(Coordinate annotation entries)
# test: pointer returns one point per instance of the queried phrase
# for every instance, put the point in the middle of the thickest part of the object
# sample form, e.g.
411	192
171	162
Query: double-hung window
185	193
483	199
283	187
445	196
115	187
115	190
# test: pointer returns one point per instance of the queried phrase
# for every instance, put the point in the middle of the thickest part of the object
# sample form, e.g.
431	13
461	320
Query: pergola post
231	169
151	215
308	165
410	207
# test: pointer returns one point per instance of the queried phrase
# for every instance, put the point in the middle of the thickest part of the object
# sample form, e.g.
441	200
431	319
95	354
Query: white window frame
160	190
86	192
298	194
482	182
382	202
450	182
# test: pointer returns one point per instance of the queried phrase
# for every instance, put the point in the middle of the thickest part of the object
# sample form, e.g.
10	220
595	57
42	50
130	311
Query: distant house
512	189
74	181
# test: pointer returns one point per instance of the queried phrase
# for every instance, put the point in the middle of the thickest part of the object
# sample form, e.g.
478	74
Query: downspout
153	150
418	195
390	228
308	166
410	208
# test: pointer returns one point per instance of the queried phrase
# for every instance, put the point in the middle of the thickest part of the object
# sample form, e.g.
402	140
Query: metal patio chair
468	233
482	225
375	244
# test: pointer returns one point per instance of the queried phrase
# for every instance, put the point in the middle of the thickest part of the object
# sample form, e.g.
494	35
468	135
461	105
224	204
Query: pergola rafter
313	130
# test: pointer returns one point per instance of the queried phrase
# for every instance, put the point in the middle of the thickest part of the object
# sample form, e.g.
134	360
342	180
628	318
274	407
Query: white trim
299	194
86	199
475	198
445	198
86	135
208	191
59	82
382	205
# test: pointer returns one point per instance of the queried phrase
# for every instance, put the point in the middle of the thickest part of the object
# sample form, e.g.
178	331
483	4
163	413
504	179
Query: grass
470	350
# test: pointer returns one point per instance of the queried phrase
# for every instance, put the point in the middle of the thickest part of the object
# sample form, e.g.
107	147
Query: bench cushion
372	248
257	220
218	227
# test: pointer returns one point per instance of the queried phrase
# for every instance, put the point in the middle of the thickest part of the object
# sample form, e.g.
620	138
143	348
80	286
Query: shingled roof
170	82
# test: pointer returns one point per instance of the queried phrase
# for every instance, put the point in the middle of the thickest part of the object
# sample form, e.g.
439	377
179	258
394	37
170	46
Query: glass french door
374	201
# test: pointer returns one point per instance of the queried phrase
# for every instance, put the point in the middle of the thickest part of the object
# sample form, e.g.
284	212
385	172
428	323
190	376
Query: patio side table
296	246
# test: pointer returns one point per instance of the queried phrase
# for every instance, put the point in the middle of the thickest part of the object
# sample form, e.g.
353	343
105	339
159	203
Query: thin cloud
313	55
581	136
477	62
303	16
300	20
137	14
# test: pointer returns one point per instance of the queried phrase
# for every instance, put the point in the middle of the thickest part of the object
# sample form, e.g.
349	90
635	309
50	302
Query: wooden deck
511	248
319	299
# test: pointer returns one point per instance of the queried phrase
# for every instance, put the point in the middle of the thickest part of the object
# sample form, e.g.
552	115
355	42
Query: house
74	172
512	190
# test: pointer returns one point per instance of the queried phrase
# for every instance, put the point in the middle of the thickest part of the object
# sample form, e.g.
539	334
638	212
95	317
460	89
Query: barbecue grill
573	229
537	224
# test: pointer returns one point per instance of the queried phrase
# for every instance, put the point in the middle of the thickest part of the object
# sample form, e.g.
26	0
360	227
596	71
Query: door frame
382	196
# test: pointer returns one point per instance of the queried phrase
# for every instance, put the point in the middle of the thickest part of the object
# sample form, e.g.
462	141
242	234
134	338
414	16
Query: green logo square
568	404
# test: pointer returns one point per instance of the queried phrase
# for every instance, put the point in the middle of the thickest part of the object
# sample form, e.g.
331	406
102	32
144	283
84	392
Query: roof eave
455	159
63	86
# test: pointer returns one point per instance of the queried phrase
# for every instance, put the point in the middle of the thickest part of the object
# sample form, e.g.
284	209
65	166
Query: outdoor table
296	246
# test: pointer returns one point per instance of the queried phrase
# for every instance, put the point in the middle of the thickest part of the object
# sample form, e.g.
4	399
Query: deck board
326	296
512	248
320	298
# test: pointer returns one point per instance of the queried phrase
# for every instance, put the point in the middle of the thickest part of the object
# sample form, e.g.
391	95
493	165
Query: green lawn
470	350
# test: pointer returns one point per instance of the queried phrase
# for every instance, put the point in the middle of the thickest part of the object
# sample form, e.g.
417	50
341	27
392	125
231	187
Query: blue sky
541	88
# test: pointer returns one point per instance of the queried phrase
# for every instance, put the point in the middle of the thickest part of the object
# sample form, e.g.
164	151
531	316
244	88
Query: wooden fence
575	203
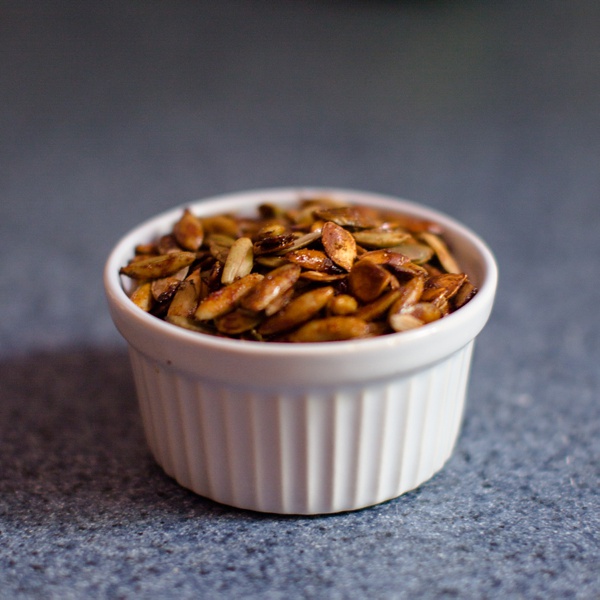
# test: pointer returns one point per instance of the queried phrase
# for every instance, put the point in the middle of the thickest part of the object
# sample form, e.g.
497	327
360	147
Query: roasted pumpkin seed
331	329
274	284
320	271
189	231
155	267
339	245
226	299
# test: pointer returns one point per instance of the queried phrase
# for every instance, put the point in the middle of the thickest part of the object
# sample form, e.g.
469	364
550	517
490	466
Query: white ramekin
302	428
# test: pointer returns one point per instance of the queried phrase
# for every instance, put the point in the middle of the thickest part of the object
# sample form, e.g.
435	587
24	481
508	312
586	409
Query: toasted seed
298	311
189	231
331	329
274	243
184	301
385	256
403	322
313	260
223	224
339	245
342	304
451	282
320	276
350	216
417	253
164	288
155	267
378	307
239	261
302	241
441	250
146	249
279	302
381	238
387	272
275	283
142	296
424	311
438	297
410	293
268	210
368	280
167	244
464	294
237	321
270	260
226	299
271	229
412	224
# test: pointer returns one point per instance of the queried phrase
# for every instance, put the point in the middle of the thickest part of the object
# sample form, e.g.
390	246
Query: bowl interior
429	343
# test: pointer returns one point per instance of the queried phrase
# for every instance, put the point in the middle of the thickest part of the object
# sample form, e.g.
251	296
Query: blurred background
113	111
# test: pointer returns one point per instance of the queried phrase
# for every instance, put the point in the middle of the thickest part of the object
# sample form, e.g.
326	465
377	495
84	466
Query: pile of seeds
319	271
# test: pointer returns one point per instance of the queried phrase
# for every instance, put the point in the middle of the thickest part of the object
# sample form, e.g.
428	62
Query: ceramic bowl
309	428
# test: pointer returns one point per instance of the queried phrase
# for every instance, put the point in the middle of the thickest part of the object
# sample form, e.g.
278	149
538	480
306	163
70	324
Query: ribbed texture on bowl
302	452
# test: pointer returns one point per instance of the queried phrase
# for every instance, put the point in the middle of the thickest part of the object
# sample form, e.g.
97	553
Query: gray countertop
111	112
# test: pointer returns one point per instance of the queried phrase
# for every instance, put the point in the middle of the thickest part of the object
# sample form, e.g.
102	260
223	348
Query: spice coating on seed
320	271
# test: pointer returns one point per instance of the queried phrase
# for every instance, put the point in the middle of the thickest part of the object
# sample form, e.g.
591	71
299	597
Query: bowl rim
153	226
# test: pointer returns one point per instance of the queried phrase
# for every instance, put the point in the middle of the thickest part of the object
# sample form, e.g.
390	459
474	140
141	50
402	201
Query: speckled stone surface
111	112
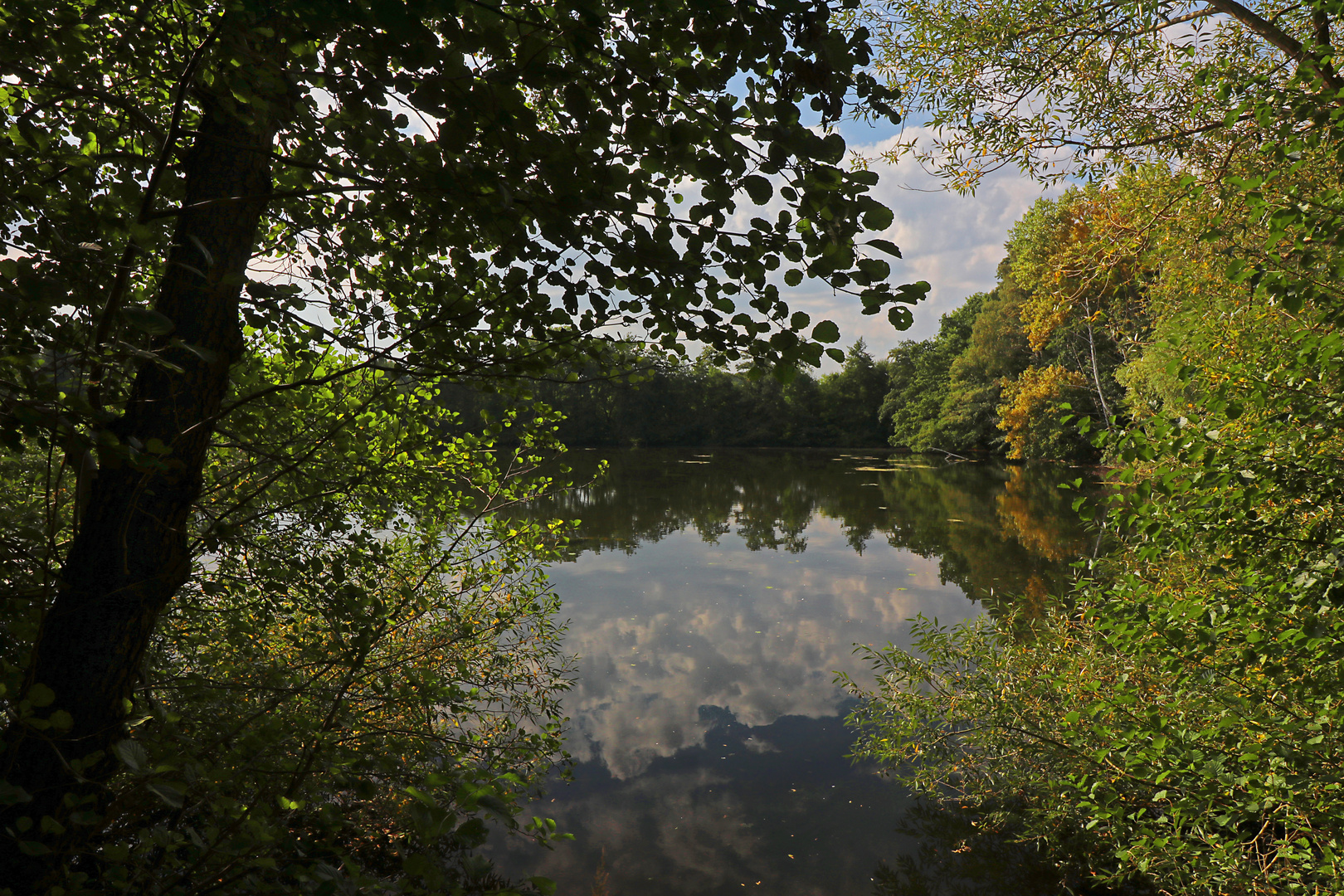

→ **Given request**
Collect every line of the items above that contains the string "table", treating case as significant.

→ **Complete answer**
Query: patio side table
Query: outdoor table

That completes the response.